[Entries from a point annotation set]
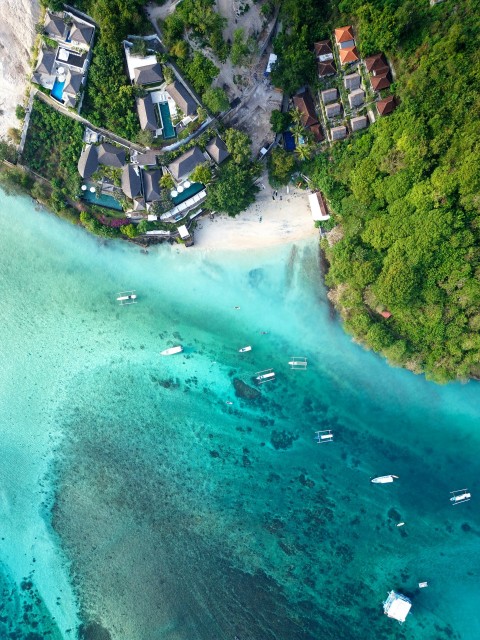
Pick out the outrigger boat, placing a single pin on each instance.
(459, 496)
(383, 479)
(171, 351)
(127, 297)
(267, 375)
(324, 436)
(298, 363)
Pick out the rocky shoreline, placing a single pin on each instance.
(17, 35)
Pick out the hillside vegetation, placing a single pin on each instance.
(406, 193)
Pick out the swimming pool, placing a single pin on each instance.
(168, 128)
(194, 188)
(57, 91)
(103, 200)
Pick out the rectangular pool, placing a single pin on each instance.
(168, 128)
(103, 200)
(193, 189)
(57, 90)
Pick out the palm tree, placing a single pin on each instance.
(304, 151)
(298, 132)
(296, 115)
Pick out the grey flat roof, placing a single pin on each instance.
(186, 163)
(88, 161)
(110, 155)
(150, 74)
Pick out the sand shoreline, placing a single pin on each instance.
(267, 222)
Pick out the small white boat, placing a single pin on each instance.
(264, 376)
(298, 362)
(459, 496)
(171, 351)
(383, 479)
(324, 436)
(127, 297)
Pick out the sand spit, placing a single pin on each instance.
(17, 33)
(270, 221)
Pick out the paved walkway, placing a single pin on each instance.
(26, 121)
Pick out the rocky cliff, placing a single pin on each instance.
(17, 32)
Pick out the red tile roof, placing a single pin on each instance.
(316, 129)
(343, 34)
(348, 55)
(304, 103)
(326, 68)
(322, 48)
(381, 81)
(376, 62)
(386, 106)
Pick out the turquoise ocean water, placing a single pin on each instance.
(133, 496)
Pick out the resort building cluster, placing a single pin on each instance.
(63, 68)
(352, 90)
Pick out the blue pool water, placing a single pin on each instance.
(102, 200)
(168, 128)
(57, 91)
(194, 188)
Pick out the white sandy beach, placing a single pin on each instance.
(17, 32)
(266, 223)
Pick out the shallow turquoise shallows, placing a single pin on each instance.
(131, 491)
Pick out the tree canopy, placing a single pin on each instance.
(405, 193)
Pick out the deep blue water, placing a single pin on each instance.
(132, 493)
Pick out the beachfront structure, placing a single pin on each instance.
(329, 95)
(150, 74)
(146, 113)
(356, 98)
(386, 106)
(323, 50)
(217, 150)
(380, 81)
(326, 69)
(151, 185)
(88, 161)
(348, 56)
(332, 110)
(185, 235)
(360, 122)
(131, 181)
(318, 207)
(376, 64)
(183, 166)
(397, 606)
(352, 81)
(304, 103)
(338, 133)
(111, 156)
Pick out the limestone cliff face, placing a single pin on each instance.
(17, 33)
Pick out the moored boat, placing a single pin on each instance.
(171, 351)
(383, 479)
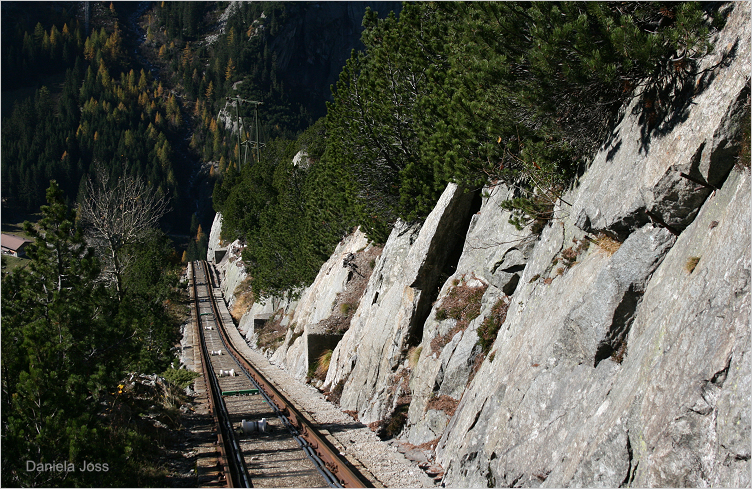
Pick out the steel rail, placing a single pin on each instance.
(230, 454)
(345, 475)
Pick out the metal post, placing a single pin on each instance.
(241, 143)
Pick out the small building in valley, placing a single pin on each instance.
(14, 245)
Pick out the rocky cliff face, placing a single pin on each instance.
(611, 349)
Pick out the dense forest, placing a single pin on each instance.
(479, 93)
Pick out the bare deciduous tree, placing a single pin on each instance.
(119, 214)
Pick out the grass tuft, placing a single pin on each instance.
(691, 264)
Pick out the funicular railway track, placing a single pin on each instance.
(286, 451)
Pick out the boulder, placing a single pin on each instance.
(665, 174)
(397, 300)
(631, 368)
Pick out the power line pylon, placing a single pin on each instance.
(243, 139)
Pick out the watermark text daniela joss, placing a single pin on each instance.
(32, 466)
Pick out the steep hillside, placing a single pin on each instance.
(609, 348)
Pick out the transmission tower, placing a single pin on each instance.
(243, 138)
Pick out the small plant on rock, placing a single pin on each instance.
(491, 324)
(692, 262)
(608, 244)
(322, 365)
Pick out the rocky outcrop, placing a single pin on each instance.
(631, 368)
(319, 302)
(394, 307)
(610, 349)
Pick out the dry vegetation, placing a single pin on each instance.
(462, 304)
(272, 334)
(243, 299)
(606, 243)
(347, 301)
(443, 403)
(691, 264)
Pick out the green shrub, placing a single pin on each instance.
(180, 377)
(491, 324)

...

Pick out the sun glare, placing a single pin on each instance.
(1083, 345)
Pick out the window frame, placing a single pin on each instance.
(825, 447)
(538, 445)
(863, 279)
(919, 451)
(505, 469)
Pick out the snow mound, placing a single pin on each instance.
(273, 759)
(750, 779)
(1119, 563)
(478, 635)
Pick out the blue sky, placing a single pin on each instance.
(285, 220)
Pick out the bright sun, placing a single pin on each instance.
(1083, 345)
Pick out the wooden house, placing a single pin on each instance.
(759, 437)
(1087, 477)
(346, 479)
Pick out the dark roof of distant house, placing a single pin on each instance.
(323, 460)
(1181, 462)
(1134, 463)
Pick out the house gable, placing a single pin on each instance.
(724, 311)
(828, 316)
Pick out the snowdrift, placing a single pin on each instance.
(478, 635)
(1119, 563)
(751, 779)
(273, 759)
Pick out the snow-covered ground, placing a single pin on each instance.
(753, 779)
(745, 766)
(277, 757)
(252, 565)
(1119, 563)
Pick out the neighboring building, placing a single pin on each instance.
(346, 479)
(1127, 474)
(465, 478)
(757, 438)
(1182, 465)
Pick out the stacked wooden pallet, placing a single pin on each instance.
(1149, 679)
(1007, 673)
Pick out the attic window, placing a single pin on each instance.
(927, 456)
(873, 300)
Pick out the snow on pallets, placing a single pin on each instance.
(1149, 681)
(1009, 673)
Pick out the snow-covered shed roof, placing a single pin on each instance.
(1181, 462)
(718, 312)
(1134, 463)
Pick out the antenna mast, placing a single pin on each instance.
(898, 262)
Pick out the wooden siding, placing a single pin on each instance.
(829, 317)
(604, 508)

-- What you have to do --
Please rewrite the lines of the listing between the lines holding "Pick out the bright" and "(1182, 465)", inclusive, changing "pin" to "marker" and leaving everything else untouched.

-- Result --
Pick out the bright sun, placing a single marker on each instance.
(1083, 345)
Pick out the wooden house, placing a single marker on each instance.
(759, 437)
(1087, 477)
(346, 479)
Pick out the dark roof of distant house, placing a single marker on each instance.
(323, 460)
(1181, 462)
(1134, 463)
Pick out the house gable, placing a single marker on each instance.
(724, 311)
(828, 316)
Pick out the snowdrift, placing a single marker on each instance.
(478, 635)
(1119, 563)
(751, 779)
(273, 759)
Pick out the snow-covered ground, placing a single marker on each instance.
(753, 779)
(745, 766)
(277, 757)
(252, 565)
(1119, 563)
Pick out the neighboring building, placing a single marker on each instance.
(346, 479)
(1127, 474)
(465, 478)
(757, 438)
(1182, 465)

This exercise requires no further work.